+++ Provided entries +++
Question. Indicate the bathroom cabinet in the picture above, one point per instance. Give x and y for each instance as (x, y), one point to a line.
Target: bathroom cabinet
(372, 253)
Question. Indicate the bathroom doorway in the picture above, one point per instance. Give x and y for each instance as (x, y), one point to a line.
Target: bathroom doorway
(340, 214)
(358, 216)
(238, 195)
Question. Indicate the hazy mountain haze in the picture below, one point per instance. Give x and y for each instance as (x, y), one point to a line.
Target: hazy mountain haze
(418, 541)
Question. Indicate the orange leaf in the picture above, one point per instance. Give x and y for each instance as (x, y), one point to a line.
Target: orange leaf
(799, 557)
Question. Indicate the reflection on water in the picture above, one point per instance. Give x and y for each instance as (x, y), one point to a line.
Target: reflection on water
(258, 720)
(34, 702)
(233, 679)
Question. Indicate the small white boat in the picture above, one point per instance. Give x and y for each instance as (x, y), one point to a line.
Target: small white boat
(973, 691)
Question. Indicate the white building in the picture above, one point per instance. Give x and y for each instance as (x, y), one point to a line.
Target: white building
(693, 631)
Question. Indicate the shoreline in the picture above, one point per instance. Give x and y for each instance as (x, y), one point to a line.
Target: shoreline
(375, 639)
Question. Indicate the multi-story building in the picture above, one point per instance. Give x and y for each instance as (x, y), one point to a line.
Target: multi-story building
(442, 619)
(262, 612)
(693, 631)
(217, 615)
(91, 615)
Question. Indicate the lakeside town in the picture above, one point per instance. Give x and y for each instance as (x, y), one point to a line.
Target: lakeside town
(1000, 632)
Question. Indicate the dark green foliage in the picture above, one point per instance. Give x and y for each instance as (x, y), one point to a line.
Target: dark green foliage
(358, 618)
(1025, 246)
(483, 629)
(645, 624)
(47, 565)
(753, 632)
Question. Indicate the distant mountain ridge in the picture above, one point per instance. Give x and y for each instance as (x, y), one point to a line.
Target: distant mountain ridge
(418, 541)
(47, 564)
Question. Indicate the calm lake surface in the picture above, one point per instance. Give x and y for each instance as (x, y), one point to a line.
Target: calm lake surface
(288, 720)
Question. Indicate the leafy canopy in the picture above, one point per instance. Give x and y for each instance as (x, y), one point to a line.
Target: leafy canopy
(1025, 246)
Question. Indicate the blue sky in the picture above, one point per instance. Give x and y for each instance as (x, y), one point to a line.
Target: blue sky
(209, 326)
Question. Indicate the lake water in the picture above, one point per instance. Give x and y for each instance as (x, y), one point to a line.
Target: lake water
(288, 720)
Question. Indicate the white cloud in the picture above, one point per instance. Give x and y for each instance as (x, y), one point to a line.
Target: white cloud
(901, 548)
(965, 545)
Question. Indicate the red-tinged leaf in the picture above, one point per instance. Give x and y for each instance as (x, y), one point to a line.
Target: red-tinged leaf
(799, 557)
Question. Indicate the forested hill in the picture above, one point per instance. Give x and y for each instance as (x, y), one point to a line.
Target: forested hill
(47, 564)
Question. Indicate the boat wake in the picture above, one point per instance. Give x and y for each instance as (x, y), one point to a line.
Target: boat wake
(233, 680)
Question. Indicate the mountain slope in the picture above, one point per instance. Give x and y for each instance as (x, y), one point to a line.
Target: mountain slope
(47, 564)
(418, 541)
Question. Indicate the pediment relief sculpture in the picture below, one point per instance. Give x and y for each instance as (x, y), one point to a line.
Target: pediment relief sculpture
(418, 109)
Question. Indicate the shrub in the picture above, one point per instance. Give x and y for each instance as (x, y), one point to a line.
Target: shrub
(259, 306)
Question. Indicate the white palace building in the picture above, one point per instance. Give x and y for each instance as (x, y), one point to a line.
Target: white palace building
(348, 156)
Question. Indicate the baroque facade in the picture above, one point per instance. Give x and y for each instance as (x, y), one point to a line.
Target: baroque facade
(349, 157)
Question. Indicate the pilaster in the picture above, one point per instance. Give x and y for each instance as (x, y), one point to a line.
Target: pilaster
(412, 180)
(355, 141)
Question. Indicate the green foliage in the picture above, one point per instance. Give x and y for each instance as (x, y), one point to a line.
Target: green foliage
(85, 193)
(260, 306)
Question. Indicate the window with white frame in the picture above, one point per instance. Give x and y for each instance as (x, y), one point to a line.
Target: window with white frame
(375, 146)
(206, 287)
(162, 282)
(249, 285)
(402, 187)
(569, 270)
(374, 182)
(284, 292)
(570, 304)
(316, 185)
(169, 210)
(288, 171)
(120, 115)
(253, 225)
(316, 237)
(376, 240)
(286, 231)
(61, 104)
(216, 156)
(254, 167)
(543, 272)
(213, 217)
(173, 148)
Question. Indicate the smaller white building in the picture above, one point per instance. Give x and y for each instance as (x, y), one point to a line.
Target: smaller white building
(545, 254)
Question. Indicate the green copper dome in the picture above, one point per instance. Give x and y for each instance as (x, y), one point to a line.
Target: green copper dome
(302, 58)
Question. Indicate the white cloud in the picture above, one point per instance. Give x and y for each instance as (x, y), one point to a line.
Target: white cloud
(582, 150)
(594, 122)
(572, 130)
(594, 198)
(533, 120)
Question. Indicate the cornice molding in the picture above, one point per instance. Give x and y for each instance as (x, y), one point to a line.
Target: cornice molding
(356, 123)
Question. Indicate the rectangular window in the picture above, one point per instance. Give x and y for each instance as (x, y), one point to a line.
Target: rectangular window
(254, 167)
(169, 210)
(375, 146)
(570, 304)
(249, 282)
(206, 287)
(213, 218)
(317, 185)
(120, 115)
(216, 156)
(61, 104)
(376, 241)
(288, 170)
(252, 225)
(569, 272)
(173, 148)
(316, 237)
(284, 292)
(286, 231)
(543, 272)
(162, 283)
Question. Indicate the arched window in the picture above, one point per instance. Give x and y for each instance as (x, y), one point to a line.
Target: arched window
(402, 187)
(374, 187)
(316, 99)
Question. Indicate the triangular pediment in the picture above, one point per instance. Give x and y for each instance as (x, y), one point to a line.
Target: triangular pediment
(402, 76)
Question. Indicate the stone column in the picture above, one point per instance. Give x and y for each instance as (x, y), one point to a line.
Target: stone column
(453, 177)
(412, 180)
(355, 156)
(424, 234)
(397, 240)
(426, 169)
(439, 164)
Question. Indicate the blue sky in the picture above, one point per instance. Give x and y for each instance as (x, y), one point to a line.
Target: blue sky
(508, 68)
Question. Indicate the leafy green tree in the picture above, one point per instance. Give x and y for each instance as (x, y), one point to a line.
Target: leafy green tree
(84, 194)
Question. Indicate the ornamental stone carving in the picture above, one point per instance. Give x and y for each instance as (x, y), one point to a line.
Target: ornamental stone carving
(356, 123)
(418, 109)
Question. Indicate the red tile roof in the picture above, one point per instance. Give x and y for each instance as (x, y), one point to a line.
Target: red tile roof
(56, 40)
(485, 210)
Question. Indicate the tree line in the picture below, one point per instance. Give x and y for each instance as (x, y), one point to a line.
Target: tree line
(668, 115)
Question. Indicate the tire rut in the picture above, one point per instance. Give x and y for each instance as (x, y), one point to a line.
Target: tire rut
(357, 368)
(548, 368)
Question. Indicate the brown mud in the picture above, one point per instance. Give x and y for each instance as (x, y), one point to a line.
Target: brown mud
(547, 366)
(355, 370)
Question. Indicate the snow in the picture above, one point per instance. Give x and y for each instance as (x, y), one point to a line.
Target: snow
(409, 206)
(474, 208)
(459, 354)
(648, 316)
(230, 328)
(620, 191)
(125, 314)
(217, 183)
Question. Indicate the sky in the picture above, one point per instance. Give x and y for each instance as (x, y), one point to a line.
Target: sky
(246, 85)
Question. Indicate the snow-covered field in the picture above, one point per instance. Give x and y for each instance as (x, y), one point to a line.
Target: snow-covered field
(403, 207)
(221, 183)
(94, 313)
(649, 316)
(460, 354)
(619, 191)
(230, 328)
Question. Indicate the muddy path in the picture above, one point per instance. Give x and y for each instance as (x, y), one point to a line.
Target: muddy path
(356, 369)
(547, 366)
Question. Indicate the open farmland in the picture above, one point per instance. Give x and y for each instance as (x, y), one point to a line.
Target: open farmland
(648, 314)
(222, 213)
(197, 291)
+++
● Task requirements
Begin with the line above that has "Target: bathroom cabinet" and continue through the line that has "Question. Indicate the orange", setting each one down exactly. Stop there.

● Answer to this problem
Target: bathroom cabinet
(372, 253)
Question. Indicate the bathroom doorway in the picture above, one point per instance. Give x and y for each instance as (x, y), one point to a line.
Target: bathroom doorway
(340, 214)
(358, 216)
(238, 195)
Question. Indicate the hazy mountain haze in the picture below, one point per instance. Give x and y for each instance as (x, y), one point to a line.
Target: hazy mountain haze
(418, 541)
Question. Indicate the orange leaf in the picture above, one point per instance. Give x and y for each instance as (x, y), one point to a line.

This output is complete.